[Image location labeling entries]
** start **

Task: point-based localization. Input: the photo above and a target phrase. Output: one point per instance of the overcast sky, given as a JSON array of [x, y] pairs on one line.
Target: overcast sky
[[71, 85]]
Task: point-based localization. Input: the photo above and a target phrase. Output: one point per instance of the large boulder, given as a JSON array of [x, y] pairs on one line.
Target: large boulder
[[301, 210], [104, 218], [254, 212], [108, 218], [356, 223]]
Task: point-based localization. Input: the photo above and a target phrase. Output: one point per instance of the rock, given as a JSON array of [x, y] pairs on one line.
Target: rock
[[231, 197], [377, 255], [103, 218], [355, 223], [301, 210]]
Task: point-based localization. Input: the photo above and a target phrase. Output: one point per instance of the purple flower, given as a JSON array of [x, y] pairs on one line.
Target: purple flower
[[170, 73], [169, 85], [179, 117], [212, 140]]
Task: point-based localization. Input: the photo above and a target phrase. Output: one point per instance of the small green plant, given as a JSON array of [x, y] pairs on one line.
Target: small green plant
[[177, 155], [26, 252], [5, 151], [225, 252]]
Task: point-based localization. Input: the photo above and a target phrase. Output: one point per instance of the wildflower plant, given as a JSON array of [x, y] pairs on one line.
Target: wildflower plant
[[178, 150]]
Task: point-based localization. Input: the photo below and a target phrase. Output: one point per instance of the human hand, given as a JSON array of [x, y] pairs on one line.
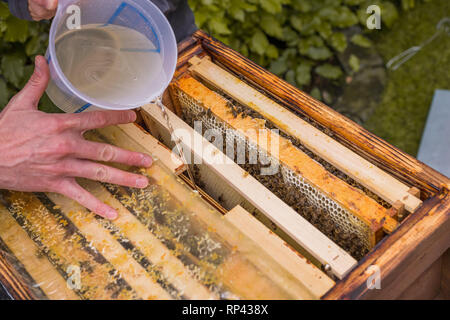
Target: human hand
[[42, 152], [42, 9]]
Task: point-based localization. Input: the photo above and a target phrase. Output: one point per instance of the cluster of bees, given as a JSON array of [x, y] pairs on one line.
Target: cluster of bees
[[320, 218]]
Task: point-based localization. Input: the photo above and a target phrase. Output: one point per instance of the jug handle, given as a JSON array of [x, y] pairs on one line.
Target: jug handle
[[65, 3]]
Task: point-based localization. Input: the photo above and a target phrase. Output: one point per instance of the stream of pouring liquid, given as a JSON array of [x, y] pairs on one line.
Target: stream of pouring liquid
[[103, 62]]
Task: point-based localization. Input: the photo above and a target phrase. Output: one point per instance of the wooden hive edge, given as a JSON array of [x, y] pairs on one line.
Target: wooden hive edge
[[351, 199], [312, 240], [389, 158]]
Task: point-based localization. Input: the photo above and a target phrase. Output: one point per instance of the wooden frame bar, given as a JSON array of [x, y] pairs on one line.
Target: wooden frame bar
[[312, 240], [401, 165], [432, 184], [359, 169], [361, 206]]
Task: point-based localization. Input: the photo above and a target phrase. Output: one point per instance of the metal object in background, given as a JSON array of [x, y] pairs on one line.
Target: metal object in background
[[443, 26]]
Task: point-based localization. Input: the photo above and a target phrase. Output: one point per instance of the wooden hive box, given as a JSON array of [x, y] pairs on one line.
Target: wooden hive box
[[395, 208]]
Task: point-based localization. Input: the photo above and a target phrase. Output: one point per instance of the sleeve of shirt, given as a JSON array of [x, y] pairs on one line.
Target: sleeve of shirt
[[19, 8], [179, 15]]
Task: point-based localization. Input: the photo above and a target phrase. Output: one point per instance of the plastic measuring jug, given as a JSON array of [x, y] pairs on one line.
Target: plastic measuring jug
[[109, 54]]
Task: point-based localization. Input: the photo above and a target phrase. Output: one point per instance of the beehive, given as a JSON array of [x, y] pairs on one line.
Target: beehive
[[356, 186]]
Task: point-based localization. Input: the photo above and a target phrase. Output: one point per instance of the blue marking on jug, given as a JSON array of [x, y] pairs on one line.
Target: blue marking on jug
[[87, 105]]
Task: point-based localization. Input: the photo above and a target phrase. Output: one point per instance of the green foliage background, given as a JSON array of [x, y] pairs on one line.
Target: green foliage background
[[295, 39]]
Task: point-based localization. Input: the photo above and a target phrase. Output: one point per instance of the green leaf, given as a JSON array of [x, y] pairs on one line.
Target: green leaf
[[259, 43], [13, 68], [278, 66], [271, 26], [296, 23], [17, 30], [272, 52], [290, 77], [271, 6], [302, 5], [319, 53], [354, 63], [303, 74], [238, 14], [4, 11], [338, 41], [361, 41], [219, 27], [389, 13], [4, 93], [341, 17], [315, 93], [329, 71]]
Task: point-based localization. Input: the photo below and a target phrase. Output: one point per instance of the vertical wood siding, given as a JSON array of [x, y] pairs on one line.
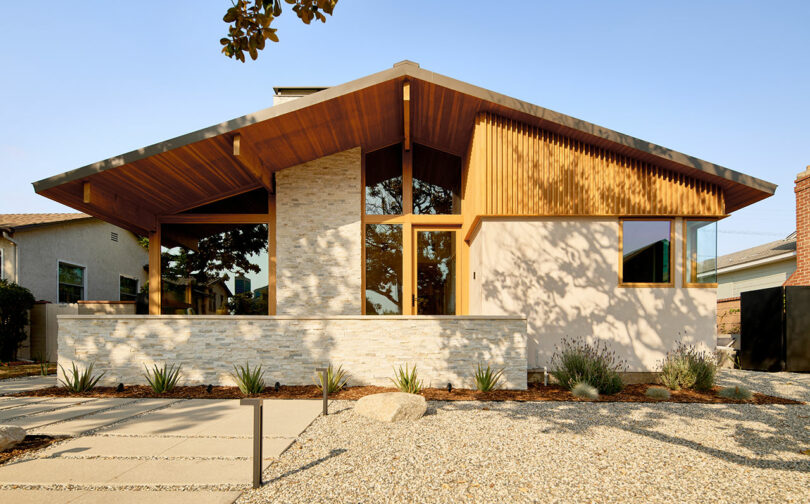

** end **

#### [What you are asked to do]
Please reproduce all the entries above word for word, leaving out the pictures.

#### [Task solution]
Task: point-based localization. Input: the photo above and a target phrase. Output: one point per instance of the overcast sky, given as a JSON array of [x, y] pairs on one line.
Target: overcast sky
[[71, 85]]
Task: point-based localization. Input: the photo above and a target phrase. Output: one point per instance of the large boulder, given as a JSON array of [x, y] pairs on one line.
Target: large boulder
[[301, 210], [104, 218], [254, 212], [108, 218], [356, 223]]
Task: point-based localization. Input: the photo above and a target phrase. Output: one point per instance of the rock, given as a JSON array of [x, y] pairs on one line.
Target: rock
[[231, 197], [377, 255], [103, 218], [355, 223], [301, 210]]
Task: point-based localization. Input: the photo above and a target phrase. Output: one point per instance of the purple flower, given as a JSON array of [x, y] pairs on one line.
Target: purple flower
[[170, 73], [169, 85], [179, 117], [212, 140]]
Task: point-based localization. Input: the photo above and a target phrase. Output: one point per instance of the small green plant, given as a JSON array of [x, y] pairs on one line.
Target: small green plant
[[177, 155], [26, 252], [5, 151], [225, 252]]
Task: point-based localization. Input: the photo above and a target phrase. Output: one point per instance of the wildflower plant, given as a JSON array of [x, y] pairs on one line.
Target: wildflower plant
[[178, 150]]
Task: point-based localization. Input: the photo below and a target phrase. Output: one point per instance of the human hand, given as a JSON array of [x, y] pairs on one line.
Target: human hand
[[42, 152], [42, 9]]
Task: point-based localization. Input: the photo above and a target phrase. Output: one point per instance of the cluster of bees, given as a JSON array of [x, y] pairs on one line.
Target: cluster of bees
[[320, 218]]
Task: point-based localization. Input: the photo above and a target phrase. Output: one point per instance of the jug handle, given as a JSON array of [x, y] pairs on one line.
Target: jug handle
[[65, 3]]
Task: point-based localization. Input: the photo above and a target phrase. Output: one point per instance of the stream of pouring liquid, given as a JSON array of [x, y] pairs on one line.
Target: stream of pouring liquid
[[103, 62]]
Task: point-based localization. Input: the photo above and a target phrase. Output: one point per instance of the wooden hive edge, given as a JSON array of [x, y] pairs on one line.
Target: wooden hive edge
[[351, 199], [312, 240], [389, 158]]
Task: point-based localization. Input: the photo above and a target phrase. Output: one point per instance of the wooden frame bar, given as a JSON array of [x, y] pairs on one line.
Target: wooden frame bar
[[312, 240], [401, 165], [432, 184], [359, 169], [361, 206]]
Task: point-based localization. Input: the photo above and a target phrase. Output: one point per instance of the metal object in background, given as a JSON array of [x, y] pairs on one line.
Target: metal object in background
[[443, 26]]
Task: point-based localization. Input: the photo above and a target phrase. Output: one point per instance of the wooden hive box, given as a JSON array of [x, y] pairs on one line.
Target: wooden hive box
[[395, 208]]
Task: point-based localization. Input: the photo above and a target phrase. Output: one point per instance of the sleeve of shirt, given as a JSON array of [x, y] pairs on one line.
Target: sleeve of shirt
[[19, 8], [179, 15]]
Task: point-based localization. Input: the photo above and a target phrase. Output: one point per instance of the plastic measuring jug, given as a JSON array of [x, y] pairs on one line.
Target: plastic measuring jug
[[109, 54]]
Task: point-based localization. Input: the photo above and a target phrase. Output: one point per instance of the beehive, given as a JSON array of [x, y] pairs on one line.
Target: beehive
[[356, 186]]
Task: point-based localization. Input: the photo above and a target phrase. Output: one point per instance of the blue marking on jug, given as a JSON array of [x, y] pairs on one line.
Target: blue marking on jug
[[87, 105]]
Task: point-based localization. Input: the photo above and a target phrase. Output: one point per instance of the green foliage background, given as a JSON array of [x, y] pairs on one line.
Target: green foliage background
[[295, 39]]
Task: point-based localization. Input: the photo above and a target phrase. Output: one point per instance of the green leaf, given as a JSON array of [x, y] pairs on one line.
Target: green leaf
[[259, 43], [13, 68], [278, 66], [271, 26], [296, 23], [17, 30], [272, 52], [290, 77], [271, 6], [302, 5], [319, 53], [354, 63], [303, 74], [238, 14], [4, 11], [338, 41], [361, 41], [219, 27], [389, 13], [4, 93], [341, 17], [315, 93], [329, 71]]
Task: point-based localization. Input: the photo below and a target phrase. Output: one point per instance of the vertical wood siding, given as a JSON array of [x, y] pairs on one line.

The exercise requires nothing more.